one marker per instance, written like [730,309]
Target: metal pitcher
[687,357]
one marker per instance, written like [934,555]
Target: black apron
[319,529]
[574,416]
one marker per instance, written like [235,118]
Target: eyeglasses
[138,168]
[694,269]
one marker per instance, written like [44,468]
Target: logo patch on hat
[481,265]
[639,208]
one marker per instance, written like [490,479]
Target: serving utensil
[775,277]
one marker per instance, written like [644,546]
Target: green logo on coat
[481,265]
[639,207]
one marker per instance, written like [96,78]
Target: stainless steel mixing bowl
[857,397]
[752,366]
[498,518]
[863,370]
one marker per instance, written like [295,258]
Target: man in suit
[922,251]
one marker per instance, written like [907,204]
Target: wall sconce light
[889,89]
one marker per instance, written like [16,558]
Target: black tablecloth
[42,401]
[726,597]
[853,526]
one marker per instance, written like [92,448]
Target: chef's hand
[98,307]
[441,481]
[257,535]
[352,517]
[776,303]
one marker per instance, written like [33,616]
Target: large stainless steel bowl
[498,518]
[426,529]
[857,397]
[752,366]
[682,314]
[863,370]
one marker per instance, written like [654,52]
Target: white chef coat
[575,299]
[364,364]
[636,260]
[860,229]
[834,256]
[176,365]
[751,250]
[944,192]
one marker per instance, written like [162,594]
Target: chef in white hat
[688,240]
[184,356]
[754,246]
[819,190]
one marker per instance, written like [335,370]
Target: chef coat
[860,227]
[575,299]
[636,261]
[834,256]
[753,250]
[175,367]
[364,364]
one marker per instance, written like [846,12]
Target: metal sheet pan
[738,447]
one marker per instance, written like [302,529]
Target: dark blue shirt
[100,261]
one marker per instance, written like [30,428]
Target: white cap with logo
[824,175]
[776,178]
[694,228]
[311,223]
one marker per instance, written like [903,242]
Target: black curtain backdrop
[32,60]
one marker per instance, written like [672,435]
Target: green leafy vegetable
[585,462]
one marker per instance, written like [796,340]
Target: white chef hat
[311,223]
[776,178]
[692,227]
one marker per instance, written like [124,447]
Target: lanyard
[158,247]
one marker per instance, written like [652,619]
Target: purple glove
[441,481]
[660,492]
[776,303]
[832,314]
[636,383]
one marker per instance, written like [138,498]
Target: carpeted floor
========================
> Exercise aim
Please update all the records above so that every "marker" becomes "point", with nothing else changed.

> In response
one point per instance, written like [730,309]
Target: metal pitcher
[687,357]
one point per instance, written like [934,555]
Target: black apron
[319,529]
[574,416]
one point per instance, written like [235,118]
Target: eyeglasses
[138,168]
[694,269]
one point per instance, written like [44,468]
Target: logo patch on hat
[481,265]
[639,208]
one point per instance, written like [490,479]
Target: serving utensil
[775,277]
one point per instance, written like [644,546]
Target: green logo on coat
[481,265]
[639,207]
one point per instance, written like [96,78]
Target: stainless steel mixing bowl
[857,397]
[752,366]
[498,518]
[863,370]
one point per instance, written like [295,258]
Target: man in suit
[922,251]
one point per instance, written like [907,204]
Target: wall sconce light
[889,89]
one point per instance, written like [16,558]
Target: black tablecloth
[42,401]
[726,597]
[853,526]
one point per instance, written like [92,448]
Target: chef's hand
[98,307]
[441,481]
[257,535]
[352,517]
[776,303]
one point per instance, written like [33,616]
Target: large stainless steel bowl
[498,518]
[426,529]
[857,397]
[752,366]
[682,314]
[863,370]
one point per instance, written like [654,52]
Target: white chef coat
[575,299]
[364,364]
[636,260]
[860,229]
[834,256]
[176,365]
[751,250]
[944,192]
one point per instance, written like [162,594]
Target: chef in white hat
[688,240]
[184,356]
[754,246]
[819,190]
one point per instance, written like [335,370]
Target: chef coat
[860,227]
[575,299]
[636,261]
[834,256]
[753,250]
[175,367]
[364,364]
one point per instance, written like [846,12]
Target: metal sheet pan
[738,447]
one point per instance, written like [302,529]
Target: dark blue shirt
[100,261]
one point per instance, written like [30,428]
Target: white cap with logo
[824,175]
[776,178]
[694,228]
[311,223]
one point per instance, written like [903,242]
Target: black curtain backdrop
[32,60]
one point per instance, written like [672,435]
Target: green leafy vegetable
[585,462]
one point per instance, written like [796,340]
Target: white chef hat
[311,223]
[776,178]
[692,227]
one point per instance, written like [124,447]
Target: lanyard
[158,247]
one point per instance, written like [652,619]
Target: purple glove
[441,481]
[660,492]
[776,303]
[832,314]
[636,383]
one point per instance, written like [138,498]
Target: carpeted floor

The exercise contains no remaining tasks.